Rewrite the rows, starting at the first row and ending at the line that contains "M 546 398 L", with the requests included. Scale every coordinate in the answers by 2.4 and round each result to a whole number, rounding halves up, but leave the numbers in the requests and their sample outputs unchanged.

Annotation records:
Start

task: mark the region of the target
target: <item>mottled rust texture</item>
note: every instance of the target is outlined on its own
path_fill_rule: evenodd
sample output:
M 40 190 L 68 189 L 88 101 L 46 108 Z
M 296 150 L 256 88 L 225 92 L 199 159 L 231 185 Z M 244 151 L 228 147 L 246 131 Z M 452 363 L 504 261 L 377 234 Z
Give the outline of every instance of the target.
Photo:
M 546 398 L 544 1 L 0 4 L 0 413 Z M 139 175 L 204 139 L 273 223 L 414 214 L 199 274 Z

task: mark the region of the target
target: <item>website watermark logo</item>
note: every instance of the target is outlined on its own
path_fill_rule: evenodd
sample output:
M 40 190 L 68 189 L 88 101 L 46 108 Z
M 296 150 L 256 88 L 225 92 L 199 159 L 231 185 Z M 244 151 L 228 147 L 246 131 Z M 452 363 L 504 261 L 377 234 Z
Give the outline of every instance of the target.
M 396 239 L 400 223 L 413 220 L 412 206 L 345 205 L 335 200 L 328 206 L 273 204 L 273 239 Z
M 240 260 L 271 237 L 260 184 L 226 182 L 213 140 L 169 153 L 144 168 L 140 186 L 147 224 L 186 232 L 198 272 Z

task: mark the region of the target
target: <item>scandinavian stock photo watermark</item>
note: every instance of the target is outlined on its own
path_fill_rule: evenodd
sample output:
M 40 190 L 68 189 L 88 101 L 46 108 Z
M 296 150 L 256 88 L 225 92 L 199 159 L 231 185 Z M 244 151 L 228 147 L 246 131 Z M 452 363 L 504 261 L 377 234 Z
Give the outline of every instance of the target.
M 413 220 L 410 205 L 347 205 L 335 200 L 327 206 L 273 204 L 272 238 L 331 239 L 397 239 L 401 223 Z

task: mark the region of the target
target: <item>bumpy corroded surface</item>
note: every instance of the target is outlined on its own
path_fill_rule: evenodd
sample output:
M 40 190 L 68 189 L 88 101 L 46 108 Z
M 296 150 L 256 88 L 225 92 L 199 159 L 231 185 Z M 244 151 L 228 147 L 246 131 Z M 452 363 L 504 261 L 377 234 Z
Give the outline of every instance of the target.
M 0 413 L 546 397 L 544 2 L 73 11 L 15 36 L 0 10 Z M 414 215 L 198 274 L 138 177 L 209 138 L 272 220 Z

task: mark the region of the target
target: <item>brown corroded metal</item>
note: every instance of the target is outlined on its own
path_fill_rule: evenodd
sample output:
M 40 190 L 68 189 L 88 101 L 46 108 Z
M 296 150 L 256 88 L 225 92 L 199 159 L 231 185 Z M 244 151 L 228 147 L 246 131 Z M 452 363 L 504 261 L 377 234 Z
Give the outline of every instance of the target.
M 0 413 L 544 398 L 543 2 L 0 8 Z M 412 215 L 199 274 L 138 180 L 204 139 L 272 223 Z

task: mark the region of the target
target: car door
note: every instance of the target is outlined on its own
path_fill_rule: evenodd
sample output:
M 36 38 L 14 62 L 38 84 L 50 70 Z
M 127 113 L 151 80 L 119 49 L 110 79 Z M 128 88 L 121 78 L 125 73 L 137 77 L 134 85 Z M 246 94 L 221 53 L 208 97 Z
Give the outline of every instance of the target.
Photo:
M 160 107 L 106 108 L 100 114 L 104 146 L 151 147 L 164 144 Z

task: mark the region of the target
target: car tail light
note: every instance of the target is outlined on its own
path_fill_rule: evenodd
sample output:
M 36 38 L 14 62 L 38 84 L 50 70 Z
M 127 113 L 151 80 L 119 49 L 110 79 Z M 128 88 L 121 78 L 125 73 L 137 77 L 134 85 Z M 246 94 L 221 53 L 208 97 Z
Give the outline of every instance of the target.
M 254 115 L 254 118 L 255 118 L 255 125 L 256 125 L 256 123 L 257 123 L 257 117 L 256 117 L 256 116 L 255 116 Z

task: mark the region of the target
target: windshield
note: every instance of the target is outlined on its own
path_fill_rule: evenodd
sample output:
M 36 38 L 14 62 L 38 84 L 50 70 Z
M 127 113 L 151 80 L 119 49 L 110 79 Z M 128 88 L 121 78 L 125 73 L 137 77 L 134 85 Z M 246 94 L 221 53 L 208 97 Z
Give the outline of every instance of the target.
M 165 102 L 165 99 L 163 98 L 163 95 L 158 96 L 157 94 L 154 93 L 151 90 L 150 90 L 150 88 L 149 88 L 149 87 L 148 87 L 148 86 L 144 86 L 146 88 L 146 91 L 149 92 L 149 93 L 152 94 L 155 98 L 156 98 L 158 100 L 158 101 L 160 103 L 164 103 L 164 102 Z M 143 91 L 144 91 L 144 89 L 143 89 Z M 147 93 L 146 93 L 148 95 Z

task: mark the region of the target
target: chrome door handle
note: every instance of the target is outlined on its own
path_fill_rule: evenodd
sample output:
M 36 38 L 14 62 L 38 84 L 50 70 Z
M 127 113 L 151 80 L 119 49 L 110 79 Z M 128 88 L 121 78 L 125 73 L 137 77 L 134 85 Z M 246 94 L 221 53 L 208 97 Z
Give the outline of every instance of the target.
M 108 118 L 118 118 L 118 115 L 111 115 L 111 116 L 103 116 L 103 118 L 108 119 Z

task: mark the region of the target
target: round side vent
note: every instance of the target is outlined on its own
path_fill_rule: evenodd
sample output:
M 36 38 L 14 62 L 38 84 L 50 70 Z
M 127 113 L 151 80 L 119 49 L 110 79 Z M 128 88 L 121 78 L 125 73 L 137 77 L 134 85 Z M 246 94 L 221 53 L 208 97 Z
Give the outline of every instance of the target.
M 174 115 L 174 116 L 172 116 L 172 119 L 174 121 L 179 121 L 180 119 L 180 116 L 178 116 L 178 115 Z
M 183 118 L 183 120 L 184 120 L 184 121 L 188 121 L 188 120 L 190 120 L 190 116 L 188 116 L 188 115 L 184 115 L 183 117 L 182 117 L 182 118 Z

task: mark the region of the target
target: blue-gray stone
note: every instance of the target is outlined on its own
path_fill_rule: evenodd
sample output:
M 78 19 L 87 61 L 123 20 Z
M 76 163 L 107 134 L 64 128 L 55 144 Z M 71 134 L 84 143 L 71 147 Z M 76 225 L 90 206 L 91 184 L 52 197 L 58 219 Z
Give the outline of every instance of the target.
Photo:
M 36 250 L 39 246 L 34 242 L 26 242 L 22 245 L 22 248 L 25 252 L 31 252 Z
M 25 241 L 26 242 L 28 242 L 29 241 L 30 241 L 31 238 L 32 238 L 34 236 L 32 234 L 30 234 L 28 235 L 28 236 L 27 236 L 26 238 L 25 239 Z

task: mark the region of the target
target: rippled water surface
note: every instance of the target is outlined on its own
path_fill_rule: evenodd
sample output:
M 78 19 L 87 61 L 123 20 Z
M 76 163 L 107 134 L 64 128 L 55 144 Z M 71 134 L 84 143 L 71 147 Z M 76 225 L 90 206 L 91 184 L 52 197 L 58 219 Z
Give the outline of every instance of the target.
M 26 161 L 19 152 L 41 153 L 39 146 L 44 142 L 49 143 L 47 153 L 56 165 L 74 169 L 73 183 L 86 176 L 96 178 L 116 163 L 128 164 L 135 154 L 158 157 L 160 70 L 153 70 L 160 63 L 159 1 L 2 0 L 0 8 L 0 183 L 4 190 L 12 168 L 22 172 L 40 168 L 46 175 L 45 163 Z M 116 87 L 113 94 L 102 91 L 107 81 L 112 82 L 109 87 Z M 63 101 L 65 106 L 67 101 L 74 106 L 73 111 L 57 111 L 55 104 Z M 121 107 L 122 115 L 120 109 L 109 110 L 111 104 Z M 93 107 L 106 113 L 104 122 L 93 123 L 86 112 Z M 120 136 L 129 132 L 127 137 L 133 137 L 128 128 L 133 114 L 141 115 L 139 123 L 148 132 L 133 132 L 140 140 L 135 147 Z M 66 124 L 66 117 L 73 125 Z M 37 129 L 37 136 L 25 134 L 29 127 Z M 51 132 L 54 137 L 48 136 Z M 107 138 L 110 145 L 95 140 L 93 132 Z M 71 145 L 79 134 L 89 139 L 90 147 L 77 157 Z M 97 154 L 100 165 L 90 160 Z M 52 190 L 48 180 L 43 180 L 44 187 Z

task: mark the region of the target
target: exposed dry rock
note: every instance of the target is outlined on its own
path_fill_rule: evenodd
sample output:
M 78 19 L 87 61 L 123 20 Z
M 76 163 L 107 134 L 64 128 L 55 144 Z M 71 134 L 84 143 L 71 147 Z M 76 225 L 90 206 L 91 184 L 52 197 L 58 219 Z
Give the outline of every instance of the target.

End

WRITTEN REPLY:
task: mark the region of the target
target: <item>mottled rust texture</item>
note: every instance of the target is outlined on its own
path_fill_rule: evenodd
sample output:
M 40 190 L 68 189 L 88 101 L 46 108 Z
M 296 150 L 256 88 L 225 92 L 199 159 L 231 185 Z M 244 151 L 228 147 L 246 131 Z M 452 363 L 504 261 L 377 234 Z
Give the outline of every instance of the target.
Photo:
M 1310 955 L 1306 2 L 0 10 L 0 991 Z M 334 420 L 490 334 L 655 535 L 994 514 L 478 658 Z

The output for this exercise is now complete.